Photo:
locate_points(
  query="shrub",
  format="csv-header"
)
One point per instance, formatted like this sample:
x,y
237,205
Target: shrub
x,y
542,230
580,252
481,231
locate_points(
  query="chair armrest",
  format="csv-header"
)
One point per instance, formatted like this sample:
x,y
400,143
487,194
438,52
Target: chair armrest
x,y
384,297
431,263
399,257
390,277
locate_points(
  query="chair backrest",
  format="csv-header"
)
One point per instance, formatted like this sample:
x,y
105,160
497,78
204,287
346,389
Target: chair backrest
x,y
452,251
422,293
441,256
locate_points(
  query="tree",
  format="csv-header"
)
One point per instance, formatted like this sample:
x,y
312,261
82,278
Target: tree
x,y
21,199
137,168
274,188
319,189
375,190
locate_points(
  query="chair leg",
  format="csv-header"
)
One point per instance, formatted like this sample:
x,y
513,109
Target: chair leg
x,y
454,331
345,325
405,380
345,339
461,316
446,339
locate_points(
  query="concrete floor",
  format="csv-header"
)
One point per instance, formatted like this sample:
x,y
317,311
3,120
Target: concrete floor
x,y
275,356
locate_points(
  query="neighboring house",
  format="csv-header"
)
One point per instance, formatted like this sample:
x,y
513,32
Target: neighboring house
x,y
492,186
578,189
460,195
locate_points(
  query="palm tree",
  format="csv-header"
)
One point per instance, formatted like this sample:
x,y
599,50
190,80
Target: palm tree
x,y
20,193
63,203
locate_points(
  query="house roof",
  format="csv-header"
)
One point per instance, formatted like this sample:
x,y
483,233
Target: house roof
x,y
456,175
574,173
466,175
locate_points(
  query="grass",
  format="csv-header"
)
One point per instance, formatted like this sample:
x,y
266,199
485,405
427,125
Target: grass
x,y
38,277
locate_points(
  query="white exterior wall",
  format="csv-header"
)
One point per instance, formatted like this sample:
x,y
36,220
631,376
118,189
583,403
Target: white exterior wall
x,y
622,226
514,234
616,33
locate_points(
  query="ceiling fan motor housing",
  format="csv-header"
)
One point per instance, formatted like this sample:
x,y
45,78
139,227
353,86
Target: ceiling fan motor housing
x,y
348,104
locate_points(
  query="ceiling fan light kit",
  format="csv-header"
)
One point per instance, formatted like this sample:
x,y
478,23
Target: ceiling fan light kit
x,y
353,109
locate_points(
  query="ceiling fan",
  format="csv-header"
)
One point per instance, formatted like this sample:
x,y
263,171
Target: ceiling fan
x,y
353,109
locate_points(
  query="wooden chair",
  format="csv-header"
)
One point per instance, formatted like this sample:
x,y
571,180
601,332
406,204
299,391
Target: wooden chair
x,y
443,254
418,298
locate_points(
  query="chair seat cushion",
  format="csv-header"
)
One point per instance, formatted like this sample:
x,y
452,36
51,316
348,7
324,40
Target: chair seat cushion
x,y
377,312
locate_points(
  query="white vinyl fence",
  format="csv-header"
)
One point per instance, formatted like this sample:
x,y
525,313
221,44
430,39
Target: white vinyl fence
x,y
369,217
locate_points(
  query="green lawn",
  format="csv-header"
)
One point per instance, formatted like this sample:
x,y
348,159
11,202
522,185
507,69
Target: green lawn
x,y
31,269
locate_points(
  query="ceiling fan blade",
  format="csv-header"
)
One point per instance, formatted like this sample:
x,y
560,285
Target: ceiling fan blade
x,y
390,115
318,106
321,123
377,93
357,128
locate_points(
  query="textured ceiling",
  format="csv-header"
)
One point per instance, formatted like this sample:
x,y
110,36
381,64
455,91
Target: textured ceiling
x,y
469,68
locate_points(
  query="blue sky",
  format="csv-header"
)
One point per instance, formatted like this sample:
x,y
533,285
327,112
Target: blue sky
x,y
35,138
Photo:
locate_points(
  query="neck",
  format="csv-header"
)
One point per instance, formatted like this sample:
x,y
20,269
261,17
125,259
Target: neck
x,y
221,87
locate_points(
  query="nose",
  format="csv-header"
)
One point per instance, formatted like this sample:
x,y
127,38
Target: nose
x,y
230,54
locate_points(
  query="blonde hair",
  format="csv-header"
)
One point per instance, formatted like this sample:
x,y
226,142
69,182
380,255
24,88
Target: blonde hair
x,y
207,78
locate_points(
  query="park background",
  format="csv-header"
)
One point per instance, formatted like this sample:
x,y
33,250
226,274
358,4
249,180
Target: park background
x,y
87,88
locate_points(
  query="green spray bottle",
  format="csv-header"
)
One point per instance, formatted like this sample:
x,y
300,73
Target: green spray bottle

━━━━━━━━━━━━━━━━━━━━

Write the listing out again, exactly as shown above.

◆ **Completed task**:
Photo:
locate_points(
  query="shrub",
  format="csv-header"
)
One point per instance, formatted like this sample:
x,y
237,205
Target: shrub
x,y
542,230
580,252
481,231
locate_points(
  query="chair armrest",
  format="csv-header"
)
One point per instance, formatted like this sample:
x,y
400,143
487,194
438,52
Target: chair armrest
x,y
384,297
431,263
399,257
390,277
locate_points(
  query="chair backrest",
  format="csv-header"
)
One point per instance, formatted like this sample:
x,y
105,160
497,78
204,287
346,389
Target: chair backrest
x,y
452,251
422,293
441,256
locate_points(
  query="tree",
  format="csv-header"
)
One point per instance, formatted like this sample:
x,y
312,261
82,278
Target: tree
x,y
21,199
137,168
274,188
319,189
375,190
locate_points(
  query="chair leg",
  format="csv-header"
)
One point per instance, formatted like this sample:
x,y
513,109
Target: chair leg
x,y
454,331
345,325
405,380
345,339
461,316
446,339
locate_points(
  query="concrete floor",
  format="csv-header"
)
One point per instance, formatted like this sample:
x,y
317,311
3,120
Target: concrete floor
x,y
275,356
locate_points(
  query="neighboring house",
  format="csv-header"
)
One point per instance, formatted like this sample:
x,y
513,32
Target: neighboring house
x,y
492,186
578,189
460,195
locate_points(
  query="palm tree",
  format="csv-header"
)
One point per instance, formatted like this sample:
x,y
599,50
190,80
Target: palm tree
x,y
20,193
63,203
locate_points(
  query="house roof",
  format="csv-header"
)
One point per instance, formatted like this sample:
x,y
483,233
Target: house roof
x,y
456,175
574,173
466,175
locate_points(
  query="grass",
  format="csv-header"
)
One point per instance, formatted like this sample:
x,y
266,199
485,405
427,125
Target: grass
x,y
38,277
locate_points(
  query="white exterior wall",
  format="csv-header"
)
One point per instance, formatted like this sample:
x,y
36,220
631,376
118,189
583,403
Target: white exterior wall
x,y
622,226
514,234
616,33
locate_points(
  query="ceiling fan motor housing",
  format="csv-header"
)
One point per instance, formatted like this sample:
x,y
45,78
139,227
353,86
Target: ceiling fan motor housing
x,y
348,104
locate_points(
  query="ceiling fan light kit",
  format="csv-header"
)
One point per instance, formatted like this sample:
x,y
478,23
Target: ceiling fan light kit
x,y
353,109
locate_points(
  query="ceiling fan",
  format="csv-header"
)
One point per instance, formatted like this sample:
x,y
263,171
Target: ceiling fan
x,y
353,109
locate_points(
  query="wooden chair",
  format="csv-header"
)
One point per instance, formatted like this sample:
x,y
571,180
601,332
406,204
299,391
Target: wooden chair
x,y
443,254
418,298
locate_points(
  query="chair seat cushion",
  format="csv-header"
)
One point per instance, formatted like this sample:
x,y
452,36
51,316
348,7
324,40
Target: chair seat cushion
x,y
377,312
locate_points(
  query="white vinyl fence",
  format="csv-header"
)
One point per instance, formatted like this sample:
x,y
525,313
221,44
430,39
Target: white vinyl fence
x,y
369,217
locate_points(
  query="green lawn",
  format="csv-header"
)
One point per instance, formatted like this sample:
x,y
348,159
11,202
522,185
507,69
Target: green lawn
x,y
31,269
locate_points(
  query="ceiling fan blade",
  format="csv-header"
)
One point per instance, formatted like this sample:
x,y
560,285
Target: ceiling fan blade
x,y
390,115
318,106
321,123
377,93
357,128
locate_points(
  query="textured ceiling",
  format="csv-header"
)
One point per instance, formatted like this sample:
x,y
110,36
381,64
455,91
Target: textured ceiling
x,y
469,68
locate_points(
  query="blue sky",
  format="csv-header"
)
One point per instance, formatted like this sample:
x,y
533,285
327,112
Target: blue sky
x,y
35,138
Photo:
locate_points(
  query="neck",
  format="csv-header"
)
One point per instance, formatted like this sample:
x,y
20,269
261,17
125,259
Target: neck
x,y
221,87
locate_points(
  query="nose",
  format="csv-header"
)
One point per instance, formatted like this sample:
x,y
127,38
Target: nose
x,y
230,54
locate_points(
  query="blonde hair",
  format="csv-header"
)
One point per instance, formatted like this sample:
x,y
226,142
69,182
380,255
24,88
Target: blonde hair
x,y
207,78
locate_points(
  query="park background",
  format="csv-header"
)
One point per instance, formatted like this sample:
x,y
33,250
226,274
358,4
249,180
Target: park background
x,y
87,88
locate_points(
  query="green spray bottle",
  format="csv-header"
)
One point per instance, formatted like this sample:
x,y
300,73
Target: green spray bottle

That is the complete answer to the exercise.